Excerpts from a location annotation dataset
* Begin *
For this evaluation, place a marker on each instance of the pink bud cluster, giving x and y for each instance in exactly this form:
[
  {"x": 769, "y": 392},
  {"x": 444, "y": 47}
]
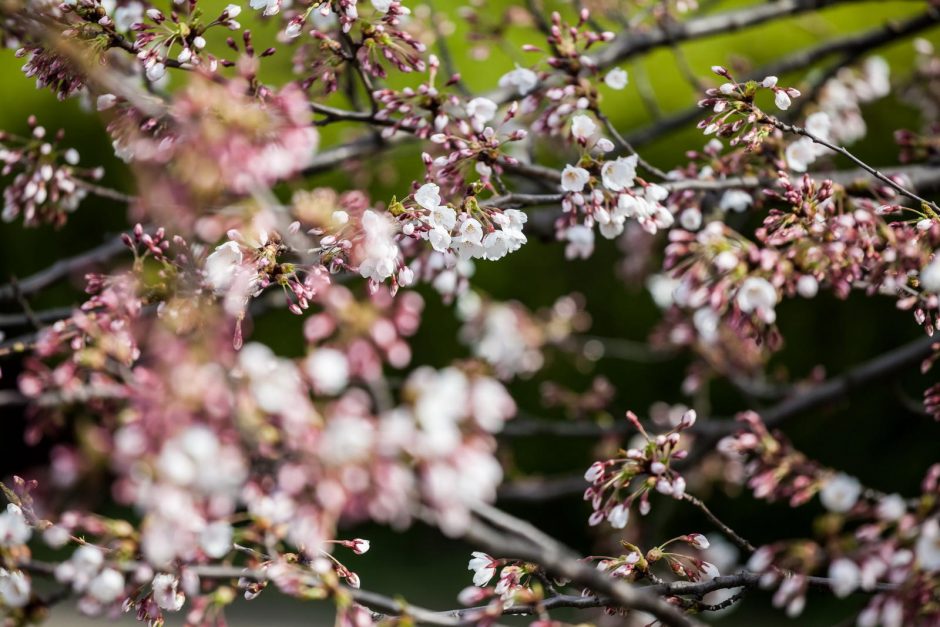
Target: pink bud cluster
[{"x": 617, "y": 483}]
* End *
**Written exercise:** Give every non-blank line of the entries above as a Markdown table with the columns "No." and "Line". Leave the pictures out of the answer.

**Answer for this exercise:**
| No. | Line |
|---|---|
| 1 | For this evaluation, place a marker on each instance of the pink bud cluster, giving x and y for each instance in exactly this form: |
| 2 | [ |
| 3 |   {"x": 769, "y": 392}, |
| 4 |   {"x": 444, "y": 47} |
| 5 | ] |
| 6 | Target: pink bud cluster |
| 7 | [{"x": 617, "y": 483}] |